(Task):
Among the entries, which lines carry the string "visible"? Copy each of them.

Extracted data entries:

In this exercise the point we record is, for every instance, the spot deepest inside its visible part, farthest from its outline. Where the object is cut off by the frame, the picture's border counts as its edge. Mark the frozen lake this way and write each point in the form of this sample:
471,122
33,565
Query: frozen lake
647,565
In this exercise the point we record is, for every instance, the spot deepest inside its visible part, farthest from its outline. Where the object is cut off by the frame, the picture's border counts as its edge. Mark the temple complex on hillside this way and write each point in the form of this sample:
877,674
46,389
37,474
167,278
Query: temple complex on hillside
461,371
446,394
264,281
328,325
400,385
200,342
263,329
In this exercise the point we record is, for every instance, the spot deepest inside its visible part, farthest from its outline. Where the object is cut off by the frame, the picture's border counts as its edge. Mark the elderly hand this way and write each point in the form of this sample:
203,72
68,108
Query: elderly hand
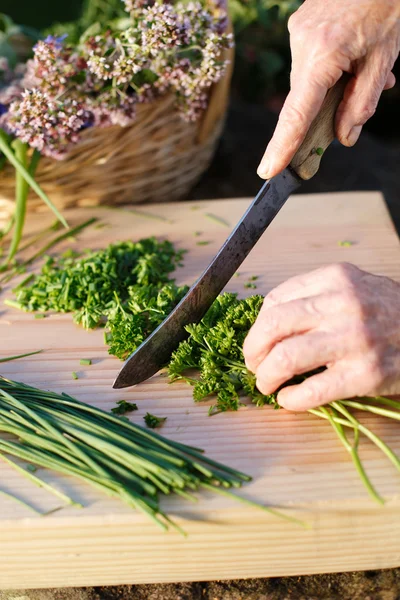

(Response):
In this exercise the point we record is, for every instance, the spot deepest inside its visible part, farthest from its outline. Where the object is cut off by the frame, the picture's border counts as its edge. Mark the frozen lake this way and write each point in the form of this sample:
In this exercise the point we record is, for every instance, the spot deepest inside its visible part, farthest from its outline. Where the object is cut off by the frame, the picture's border counts as its edge. Mark the temple complex on hillside this way and write each point in the form of this sample:
In this exercise the point we record is, for every instance, the spot deepest inside its visible part, farthest from its outline. Where the object is cut off by the frame, the picture's border counts as its edge. Mark the elderly hand this way and write each point in the form of this sample:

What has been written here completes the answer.